[Entries from a point annotation set]
>> START

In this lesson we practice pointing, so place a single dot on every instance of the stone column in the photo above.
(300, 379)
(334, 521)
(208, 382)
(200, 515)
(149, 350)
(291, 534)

>> END

Can you format the material above as a numbered list, leaving out any blank lines?

» **SOLUTION TO THE PROBLEM**:
1. In this lesson we practice pointing, so place a single dot on every instance of the stone column in the photo above.
2. (300, 379)
3. (334, 521)
4. (208, 382)
5. (200, 515)
6. (149, 350)
7. (291, 534)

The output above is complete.